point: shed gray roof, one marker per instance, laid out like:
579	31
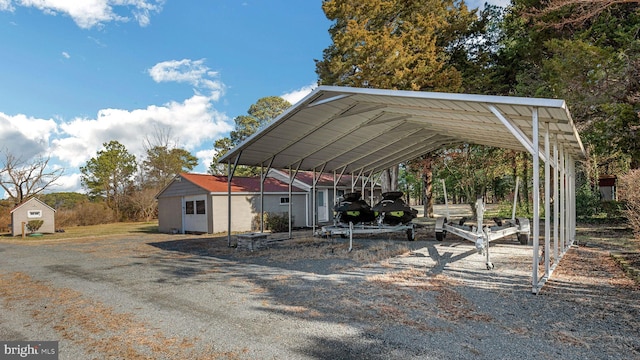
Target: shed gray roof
357	129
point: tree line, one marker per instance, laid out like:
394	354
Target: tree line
587	53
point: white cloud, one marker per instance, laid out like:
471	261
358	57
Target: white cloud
192	121
90	13
192	72
67	183
25	136
5	5
297	95
205	157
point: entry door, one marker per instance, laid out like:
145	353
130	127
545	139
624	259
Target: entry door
195	214
321	204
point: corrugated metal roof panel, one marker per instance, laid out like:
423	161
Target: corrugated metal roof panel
355	129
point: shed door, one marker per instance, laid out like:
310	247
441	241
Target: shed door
322	207
195	214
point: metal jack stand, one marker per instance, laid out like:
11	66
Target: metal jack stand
481	235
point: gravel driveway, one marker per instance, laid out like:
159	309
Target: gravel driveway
192	297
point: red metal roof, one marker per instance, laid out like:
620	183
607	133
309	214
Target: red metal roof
215	183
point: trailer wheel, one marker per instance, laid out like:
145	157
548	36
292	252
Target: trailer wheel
523	239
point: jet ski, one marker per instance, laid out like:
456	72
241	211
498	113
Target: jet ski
352	208
392	210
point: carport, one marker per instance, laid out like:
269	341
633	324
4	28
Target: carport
358	131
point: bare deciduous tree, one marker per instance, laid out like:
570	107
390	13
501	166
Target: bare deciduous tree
23	178
580	12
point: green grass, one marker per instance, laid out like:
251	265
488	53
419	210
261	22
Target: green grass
98	230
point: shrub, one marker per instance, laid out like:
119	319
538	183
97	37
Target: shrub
587	201
277	222
629	192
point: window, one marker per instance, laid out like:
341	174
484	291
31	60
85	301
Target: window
34	213
189	207
200	208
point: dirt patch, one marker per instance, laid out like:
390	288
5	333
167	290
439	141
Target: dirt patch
96	326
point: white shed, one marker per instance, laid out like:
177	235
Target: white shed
32	209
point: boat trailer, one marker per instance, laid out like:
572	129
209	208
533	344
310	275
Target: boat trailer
480	234
347	230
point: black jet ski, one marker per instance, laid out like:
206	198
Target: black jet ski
353	209
392	210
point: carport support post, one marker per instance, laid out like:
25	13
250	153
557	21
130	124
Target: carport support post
556	171
563	201
231	170
536	199
313	203
547	201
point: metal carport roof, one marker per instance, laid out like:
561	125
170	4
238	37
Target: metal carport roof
363	131
357	129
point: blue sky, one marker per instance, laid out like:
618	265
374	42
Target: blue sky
77	74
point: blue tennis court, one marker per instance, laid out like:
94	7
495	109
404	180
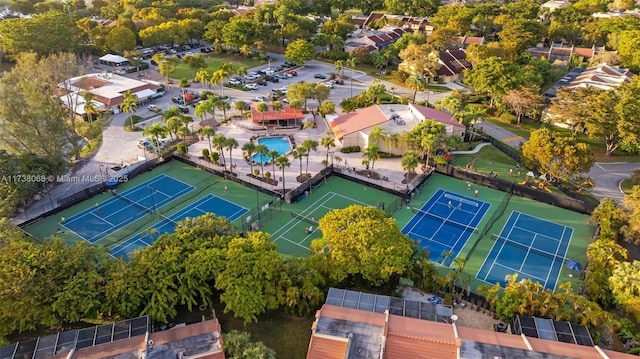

####

- _PROBLEM DETAILS_
Nothing but an exact repeat of the records, pictures excluded, belongs in the answer.

- _SOLUTION TO THIS TASK_
point: shed gray roof, one marker per instance, laid out like:
579	31
Target: shed gray roof
357	129
point: tree line, one marker per instance, laid out like:
394	354
Target: tree line
587	53
point: white cloud, one marker per instance, laid out like:
471	261
358	57
Target: white cloud
192	121
90	13
192	72
67	183
25	136
5	5
297	95
205	157
point: entry door, one marker per instance, laid out like:
145	353
130	127
545	139
624	259
Target: entry door
195	214
321	204
point: corrugated metal roof panel, one marker per instance, laid out like:
423	161
Target: corrugated metal roof panel
355	129
point: shed door, one marker per instance, laid out like:
310	247
441	241
Target: shed door
322	207
195	214
point: metal jack stand, one marker per instance, laid out like:
11	66
Target: metal jack stand
481	235
point: gravel driveway, one marker per instance, laid out like:
159	309
Target: gravel driveway
192	297
point: red metal roof, one marker per instance, laid out like:
620	183
607	133
309	214
Target: red metal roof
215	183
point: trailer wheel, one marker per instance, laid out like:
145	157
548	36
292	252
Target: trailer wheel
523	239
point: jet ski, one marker per instance, laid out like:
456	72
241	211
498	113
Target: jet ski
352	208
392	210
point: carport, one marker per instance, laid out like:
269	341
633	324
4	28
Target: carport
358	131
point: bare deciduous tree, one marker per instance, laid out like:
570	107
390	13
501	166
Target: bare deciduous tree
23	178
580	12
point: green grass, one marker per instance, laid out like:
251	265
488	53
419	210
261	22
Target: green grass
98	230
point: shrub, one marker per instance, laid out like:
119	319
538	183
97	37
Target: shrub
587	201
277	222
629	192
point: window, one marker per instance, laid out like:
341	174
484	291
31	60
85	301
Target: window
34	213
189	207
200	208
point: dirt patch, one marker per instance, laid out like:
390	288
5	333
167	290
439	141
Target: dirt patch
96	326
point: white shed, one marker per instance, laid out like:
177	235
Target: white shed
32	209
point: boat trailer, one marker per instance, laid out like:
572	129
209	208
533	344
310	275
Target: boat trailer
480	234
347	230
point: black jet ski, one marker per instance, laid out like:
206	198
Target: black jet ski
353	209
392	210
point: carport support post, one marker per instance, laid out like:
25	13
250	153
557	21
130	124
Target: carport support post
556	171
563	201
231	170
536	199
313	203
547	201
point: metal carport roof, one marker per instance, laid out like:
561	125
170	4
238	37
Target: metal carport roof
363	131
357	129
point: blue sky, one marker per instance, laid out like:
618	265
374	42
Target: blue sky
77	74
point: blue tennis court, one marker per instance, laid out like:
94	7
495	109
404	180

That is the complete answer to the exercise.